## Orden de trabajo
Según el texto sobre la Bienal de Sevilla que aparece más abajo, ¿qué dijo Juan Moneo 'El Torta' sobre el cante en la Fiesta de la Bulería de Jerez?

## Texto de estudio
Llevamos más de veinte días de Bienal de Sevilla. La cita más internacional sigue con su vocación calidoscópica de escaparate de todas las tendencias que aglutina el arte jondo. Y es una suerte porque así podemos tomar el pulso a la actualidad y nos permite detenernos para saber hacia dónde se dirige el flamenco en el horizonte tecnológico de este siglo XXI.
Lo hemos repetido en muchas ocasiones: da la sensación que el flamenco y toda su industria cultural con repercusión en más de medio mundo camina por un sitio y el cante (categoría en la que incluimos el toque y la tradición gestual) por otro. Lo realmente mediático es el espectáculo de luces y acción. Guiones y más guiones, luminotecnia, argumentos escénicos que hacen bailar a los grandes disfrazados de heroínas griegas o féminas liberales. Toma uno un libreto en un teatro y comprende que para montar una obra de este tipo hacen falta más de cincuenta personas. Otros van más allá, amparados por la necesidad de una vanguardia que más veces de las oportunas son auténticas aventuras hacia la nada. Sin ir más lejos en esta Bienal se ha visto al miembro de un cuadro vestido de gorila o a un bailaor danzando con una gallina en la cabeza. Y lo que nos queda por ver.
Por otros derroteros, ahogándose en sus propios suspiros, queda el cante, el baile y el toque definido como expresión íntima de un ser humano que tiene necesidad de contar y compartir y no encuentra otra salida que cantarlo, a veces desde los desechos de la persona que fue. Lo dijo metafóricamente Juan Moneo 'El Torta' en la pasada Fiesta de la Bulería de Jerez: "El cante es dolor y si uno no canta con dolor nunca se calma". Como "un bisturí que corta y cauteriza al mismo tiempo", tomando palabras prestadas del escritor Juan José Millás.
Queda claro que el flamenco no sólo es dolor y angustia. También hay sitio para la belleza y sus cánones, para la alegría y la fiesta. Pero no es menos cierto lo afirmado por el poeta: "Todo lo que nace del dolor se hace auténtico". Y el flamenco, desde su germinación, siempre ha tenido posos de una tragedia, la humana, que lucha por salir en forma de cante porque no le queda otro remedio.
Y qué curioso. Junto a las grandes obras flamencas concebidas de modo multinacional para llenar teatros del mundo, lo cual no está mal, todos insisten con una unanimidad aplastante que los instantes que quedará en la retina y en los oídos son cuatro o cinco fogonazos donde las úlceras se exhibieron como tales.
Todos momentos agonizantes pertenecen a la profunda llaga humana. Todos fruto de la vivencia, en el sentido de contar verídicamente cómo y porqué sufro. Por eso el dolor se hace auténtico y se instala en nosotros como un cielo y un infierno al mismo tiempo. Corta y cauteriza a la par.
Pasarán los años y las Bienales. Y se seguirá hablando de ellos. Porque los humanos estamos hechos de esa pasta, del dolor hasta naciendo y pocos artes como el flamenco nos da la posibilidad de sentirlo y redimirnos en un todo, en un instante.
Sucedió con El Pele y su soleá en la obra de Manuela Carrasco. Sólo quien se sabe verdaderamente herido por la cruel enfermedad es capaz de agarrarse el pescuezo y dibujar mareas de sufrimiento entre los doce tiempos de la soleá.

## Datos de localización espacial

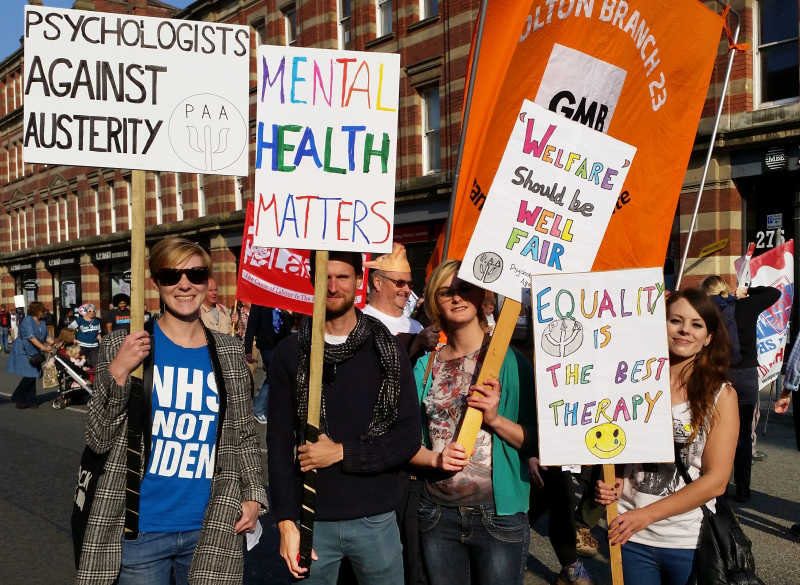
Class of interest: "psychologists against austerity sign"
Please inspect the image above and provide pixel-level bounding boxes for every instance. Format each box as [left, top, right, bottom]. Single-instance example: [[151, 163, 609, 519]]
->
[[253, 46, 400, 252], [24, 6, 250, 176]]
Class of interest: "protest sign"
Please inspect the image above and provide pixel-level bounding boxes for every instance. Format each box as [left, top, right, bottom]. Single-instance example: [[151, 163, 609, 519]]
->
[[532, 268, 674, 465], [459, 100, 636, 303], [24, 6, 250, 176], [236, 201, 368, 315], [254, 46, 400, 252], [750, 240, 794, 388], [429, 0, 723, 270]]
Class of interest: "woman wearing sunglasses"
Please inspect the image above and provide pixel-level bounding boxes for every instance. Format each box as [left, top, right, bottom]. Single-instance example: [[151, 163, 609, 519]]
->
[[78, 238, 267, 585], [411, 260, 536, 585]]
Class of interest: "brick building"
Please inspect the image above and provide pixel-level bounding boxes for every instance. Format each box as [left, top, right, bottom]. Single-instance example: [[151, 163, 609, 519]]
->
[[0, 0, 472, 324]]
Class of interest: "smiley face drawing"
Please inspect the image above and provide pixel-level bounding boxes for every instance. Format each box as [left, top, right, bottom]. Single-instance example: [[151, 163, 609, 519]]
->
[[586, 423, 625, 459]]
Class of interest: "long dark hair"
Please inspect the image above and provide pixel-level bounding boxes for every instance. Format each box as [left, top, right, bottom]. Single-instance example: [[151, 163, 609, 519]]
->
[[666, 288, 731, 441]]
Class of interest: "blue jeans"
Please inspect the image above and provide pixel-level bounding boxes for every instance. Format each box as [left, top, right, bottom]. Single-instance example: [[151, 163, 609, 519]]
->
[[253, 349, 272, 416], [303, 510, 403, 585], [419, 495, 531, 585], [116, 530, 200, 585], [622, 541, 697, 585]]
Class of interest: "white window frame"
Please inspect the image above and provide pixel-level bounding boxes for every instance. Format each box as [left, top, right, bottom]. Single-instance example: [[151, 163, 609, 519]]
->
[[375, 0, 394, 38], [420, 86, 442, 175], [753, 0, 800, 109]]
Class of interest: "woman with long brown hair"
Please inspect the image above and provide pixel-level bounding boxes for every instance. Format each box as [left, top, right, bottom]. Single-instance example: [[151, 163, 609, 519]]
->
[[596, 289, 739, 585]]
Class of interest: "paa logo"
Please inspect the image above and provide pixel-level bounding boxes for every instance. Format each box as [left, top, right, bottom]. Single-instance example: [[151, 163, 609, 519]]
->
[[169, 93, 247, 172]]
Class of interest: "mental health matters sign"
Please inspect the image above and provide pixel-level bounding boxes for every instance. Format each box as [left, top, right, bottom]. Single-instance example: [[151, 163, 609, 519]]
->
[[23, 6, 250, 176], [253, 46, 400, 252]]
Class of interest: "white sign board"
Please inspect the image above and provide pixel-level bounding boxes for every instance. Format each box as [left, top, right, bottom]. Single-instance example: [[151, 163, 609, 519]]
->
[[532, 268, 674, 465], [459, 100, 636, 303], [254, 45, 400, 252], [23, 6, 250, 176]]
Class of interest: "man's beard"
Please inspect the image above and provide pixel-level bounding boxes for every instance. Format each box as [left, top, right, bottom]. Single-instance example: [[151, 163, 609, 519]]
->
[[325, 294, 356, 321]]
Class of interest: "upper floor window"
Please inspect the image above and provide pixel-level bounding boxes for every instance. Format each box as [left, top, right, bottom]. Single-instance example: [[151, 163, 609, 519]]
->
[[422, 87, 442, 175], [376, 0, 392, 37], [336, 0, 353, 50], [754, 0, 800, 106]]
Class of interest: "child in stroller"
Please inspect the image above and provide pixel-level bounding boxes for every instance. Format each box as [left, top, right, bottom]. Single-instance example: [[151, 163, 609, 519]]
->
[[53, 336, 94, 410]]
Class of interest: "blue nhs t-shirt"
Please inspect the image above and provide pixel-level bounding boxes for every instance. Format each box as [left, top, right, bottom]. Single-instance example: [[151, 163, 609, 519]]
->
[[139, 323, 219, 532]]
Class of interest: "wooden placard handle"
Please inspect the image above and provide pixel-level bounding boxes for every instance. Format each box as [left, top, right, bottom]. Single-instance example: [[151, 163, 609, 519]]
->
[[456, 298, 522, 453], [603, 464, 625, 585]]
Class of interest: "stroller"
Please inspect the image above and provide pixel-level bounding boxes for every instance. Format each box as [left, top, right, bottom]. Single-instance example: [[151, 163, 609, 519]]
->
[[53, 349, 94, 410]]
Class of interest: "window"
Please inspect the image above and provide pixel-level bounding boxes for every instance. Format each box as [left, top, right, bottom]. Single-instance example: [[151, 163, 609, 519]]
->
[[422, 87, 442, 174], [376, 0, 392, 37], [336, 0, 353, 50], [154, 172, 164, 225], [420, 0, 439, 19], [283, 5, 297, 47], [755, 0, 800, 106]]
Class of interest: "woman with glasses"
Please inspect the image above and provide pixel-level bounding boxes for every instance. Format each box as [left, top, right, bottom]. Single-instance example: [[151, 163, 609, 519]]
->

## Respuesta a la tarea
«El cante es dolor y si uno no canta con dolor nunca se calma».